REQUIRED ACTION 1:
From the text on APK files and Android decompilation, return the stretch from "Android application package" through "assets and certificates." word for word.
REQUIRED ACTION 2:
Take the text on APK files and Android decompilation further, starting right after its final sentence.

PROVIDED TEXT:
• • • •
28 January, 2015

Android Decompilation Testing

What’s an APK file?
Android application package (APK) is the package file format to install application software on Google’s Android operating systems. APKs are similar to installers where code is first compiled and its parts are packaged into one file. An APK file contains program’s code (*.dex files), manifest file, resources, assets and certificates.

An APK is simply an archive file with a set of classes and resources. The compiled Dalvik executable bytecode will be available in classes.dex file. Classes.dex file contains compiled executable code - classes & methods having business logic for problem being solved. One can convert classes.dex file (which is in machine readable format) to JAR file (which is human readable) with the help of tools available for this purpose. Relevant tools are listed in appendix for further reference.

Organized Structure of APK File
The file structure of an APK file looks as below:

Specific files related to the app like fonts, 3rd party SDKs and integration of it can be found in com folder.

Manifest file
An Android app must have “AndroidManfiest.xml” file in APK’s root folder as seen in the file structure above. It includes permissions needed by the app while it is installed on the device, activities and other details. There are Android apps which helps to view manifest of an installed app. Manifest file can also be parsed and read from APK file using appropriate tools (listed in Appendix).
• • • •
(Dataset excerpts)

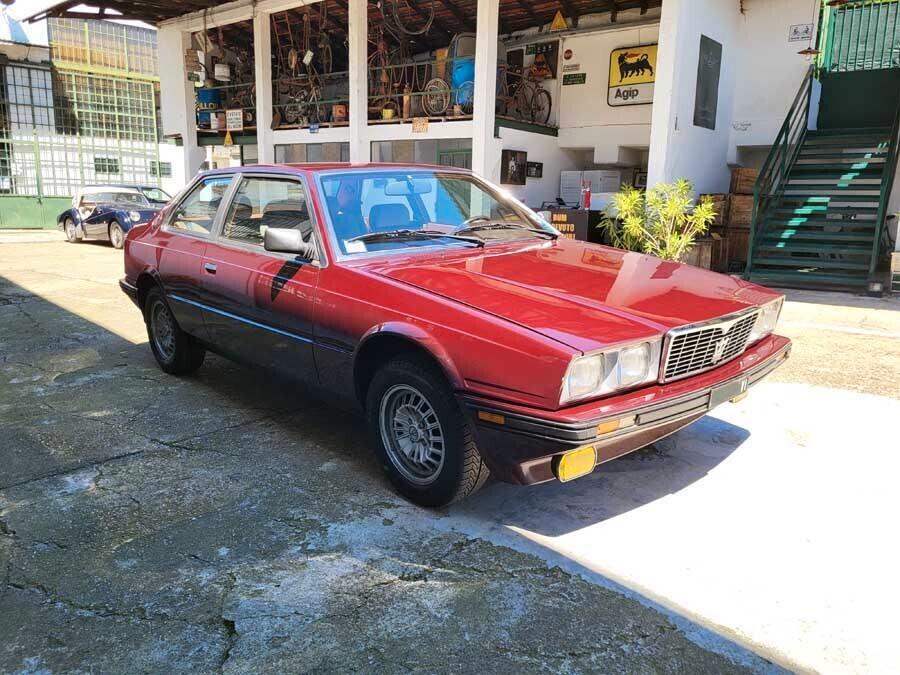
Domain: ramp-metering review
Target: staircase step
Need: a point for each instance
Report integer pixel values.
(849, 131)
(790, 246)
(807, 262)
(788, 234)
(838, 170)
(840, 187)
(808, 279)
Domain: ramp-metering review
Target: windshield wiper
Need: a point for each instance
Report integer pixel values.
(414, 234)
(505, 226)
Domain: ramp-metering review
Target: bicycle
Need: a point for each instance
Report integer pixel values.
(525, 99)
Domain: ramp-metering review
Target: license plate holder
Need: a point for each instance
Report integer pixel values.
(727, 392)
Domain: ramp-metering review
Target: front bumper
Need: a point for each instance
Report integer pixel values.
(523, 447)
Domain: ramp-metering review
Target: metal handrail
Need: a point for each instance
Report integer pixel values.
(773, 175)
(887, 184)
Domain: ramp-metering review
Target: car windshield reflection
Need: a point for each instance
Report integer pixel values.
(392, 210)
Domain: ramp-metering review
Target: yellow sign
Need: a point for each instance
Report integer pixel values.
(559, 22)
(632, 72)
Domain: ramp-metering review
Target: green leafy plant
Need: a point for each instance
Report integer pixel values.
(663, 221)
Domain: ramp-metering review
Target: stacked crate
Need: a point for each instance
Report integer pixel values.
(733, 222)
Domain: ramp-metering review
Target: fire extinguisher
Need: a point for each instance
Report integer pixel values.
(586, 194)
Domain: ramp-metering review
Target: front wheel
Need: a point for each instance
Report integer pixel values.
(176, 352)
(116, 235)
(69, 229)
(421, 438)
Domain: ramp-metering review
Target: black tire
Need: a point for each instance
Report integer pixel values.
(116, 235)
(179, 353)
(69, 230)
(461, 471)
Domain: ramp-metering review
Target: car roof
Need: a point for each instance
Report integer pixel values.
(322, 167)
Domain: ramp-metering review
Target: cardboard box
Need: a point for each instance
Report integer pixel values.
(743, 181)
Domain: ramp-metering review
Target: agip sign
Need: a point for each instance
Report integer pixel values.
(632, 72)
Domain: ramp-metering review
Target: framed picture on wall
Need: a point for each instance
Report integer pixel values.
(640, 179)
(512, 167)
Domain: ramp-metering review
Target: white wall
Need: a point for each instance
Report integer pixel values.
(540, 148)
(768, 70)
(678, 149)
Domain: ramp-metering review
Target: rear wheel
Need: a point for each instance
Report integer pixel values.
(175, 351)
(69, 229)
(422, 440)
(116, 235)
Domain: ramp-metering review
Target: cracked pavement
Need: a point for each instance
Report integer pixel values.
(230, 522)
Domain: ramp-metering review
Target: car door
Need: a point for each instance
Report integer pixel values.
(182, 243)
(261, 302)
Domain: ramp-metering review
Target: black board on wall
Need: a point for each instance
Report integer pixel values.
(706, 100)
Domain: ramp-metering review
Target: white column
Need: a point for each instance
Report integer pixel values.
(358, 18)
(262, 57)
(485, 148)
(177, 101)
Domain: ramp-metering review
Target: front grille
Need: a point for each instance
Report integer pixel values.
(692, 350)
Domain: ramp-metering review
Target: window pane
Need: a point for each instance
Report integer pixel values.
(198, 211)
(261, 203)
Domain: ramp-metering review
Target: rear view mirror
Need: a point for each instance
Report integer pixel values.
(288, 240)
(403, 188)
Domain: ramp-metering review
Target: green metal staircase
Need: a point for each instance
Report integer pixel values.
(820, 202)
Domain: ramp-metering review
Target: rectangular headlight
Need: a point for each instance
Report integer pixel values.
(612, 370)
(765, 321)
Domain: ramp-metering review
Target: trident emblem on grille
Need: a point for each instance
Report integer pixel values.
(719, 349)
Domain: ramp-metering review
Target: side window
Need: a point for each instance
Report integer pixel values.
(260, 203)
(197, 211)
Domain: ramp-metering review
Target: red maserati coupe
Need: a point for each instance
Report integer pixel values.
(478, 341)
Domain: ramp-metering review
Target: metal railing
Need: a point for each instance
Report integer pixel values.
(887, 184)
(773, 175)
(860, 36)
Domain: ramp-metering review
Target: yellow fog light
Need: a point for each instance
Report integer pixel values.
(609, 426)
(576, 463)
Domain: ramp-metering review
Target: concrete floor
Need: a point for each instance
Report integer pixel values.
(229, 522)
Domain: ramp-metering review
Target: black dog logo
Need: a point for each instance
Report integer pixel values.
(639, 66)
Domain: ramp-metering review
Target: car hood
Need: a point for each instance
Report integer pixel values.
(583, 295)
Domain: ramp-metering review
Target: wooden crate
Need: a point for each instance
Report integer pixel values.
(721, 203)
(740, 211)
(743, 180)
(738, 239)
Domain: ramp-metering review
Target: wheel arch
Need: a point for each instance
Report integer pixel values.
(146, 280)
(388, 341)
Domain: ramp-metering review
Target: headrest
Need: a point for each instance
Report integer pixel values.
(388, 217)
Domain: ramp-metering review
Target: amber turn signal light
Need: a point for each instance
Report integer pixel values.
(576, 463)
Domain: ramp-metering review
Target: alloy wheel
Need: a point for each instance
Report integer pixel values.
(162, 329)
(412, 434)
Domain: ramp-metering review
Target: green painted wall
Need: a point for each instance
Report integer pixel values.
(862, 98)
(31, 212)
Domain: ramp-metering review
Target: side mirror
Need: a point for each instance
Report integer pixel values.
(288, 240)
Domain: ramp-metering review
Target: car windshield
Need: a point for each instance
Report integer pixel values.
(155, 195)
(123, 198)
(376, 211)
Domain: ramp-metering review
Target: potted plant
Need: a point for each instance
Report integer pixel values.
(662, 221)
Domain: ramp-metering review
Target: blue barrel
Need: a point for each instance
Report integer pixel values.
(207, 100)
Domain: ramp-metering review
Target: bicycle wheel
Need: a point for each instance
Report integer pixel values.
(436, 97)
(540, 106)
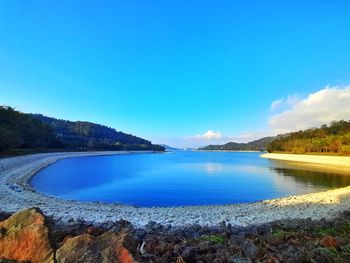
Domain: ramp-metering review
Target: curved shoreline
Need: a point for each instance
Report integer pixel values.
(16, 193)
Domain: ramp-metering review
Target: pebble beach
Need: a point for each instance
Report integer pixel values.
(16, 193)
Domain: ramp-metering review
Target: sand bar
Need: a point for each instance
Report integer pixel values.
(337, 163)
(16, 193)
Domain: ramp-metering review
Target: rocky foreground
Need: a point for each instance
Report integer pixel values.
(16, 193)
(30, 236)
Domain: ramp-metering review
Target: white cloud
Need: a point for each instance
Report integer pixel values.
(284, 102)
(209, 135)
(321, 107)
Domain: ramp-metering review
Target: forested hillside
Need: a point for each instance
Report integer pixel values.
(257, 145)
(18, 130)
(334, 138)
(31, 131)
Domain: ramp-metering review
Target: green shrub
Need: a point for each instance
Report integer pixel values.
(345, 149)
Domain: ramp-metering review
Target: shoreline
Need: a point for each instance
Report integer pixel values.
(16, 194)
(340, 164)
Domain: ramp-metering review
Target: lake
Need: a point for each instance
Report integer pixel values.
(181, 178)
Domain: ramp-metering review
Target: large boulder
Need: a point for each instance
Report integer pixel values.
(24, 236)
(108, 247)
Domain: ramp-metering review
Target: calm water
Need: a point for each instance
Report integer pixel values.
(181, 178)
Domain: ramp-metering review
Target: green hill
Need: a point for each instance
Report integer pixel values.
(257, 145)
(334, 138)
(35, 131)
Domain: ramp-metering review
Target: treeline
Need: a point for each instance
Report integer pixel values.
(257, 145)
(334, 138)
(18, 130)
(32, 131)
• • • •
WRITTEN ANSWER 1:
Android application package (APK) is the package file format to install application software on Google’s Android operating systems. APKs are similar to installers where code is first compiled and its parts are packaged into one file. An APK file contains program’s code (*.dex files), manifest file, resources, assets and certificates.

WRITTEN ANSWER 2:
Dex (Dalvik Executable)
Android apps are written in Java and executed in DVM (Dalvik Virtual Machine). This is different from JVM (Java Virtual Machine).  DVM is built for Android OS.  The Java bytecode is transformed into DVM bytecode and stored as .dex (Dalvik Executable) and .odex (Optimized Dalvik Executable) files. The terms odex and deodex is associated with Dalvik bytecode operations.

When Java compiler has produced JVM bytecode, Dalvik compiler deletes .class files and recompiles them into Dalvik bytecode. After this, Dalvik compiler merges this into one .dex file. During this process, interpretation, translation and reconstruction happens in class definitions, function code executed by target VM, method names, reference names, etc.

There is a limitation on what .dex file can include and how much it can. Due to this, APK can have one .dex file or more than one .dex file associated with it.
A hint about this limit can be obtained from the JAR obtained during conversion of .dex to JAR and viewing in JAVA decompiler. This tells about the complexity of the app and how to plan tests across multiple .dex files associated with the app for better coverage. With Android 5.0’s ART, dex file is converted to OAT file in this way è Java -> Class à Dexà OAT. Analysis of this can lead to devising better tests.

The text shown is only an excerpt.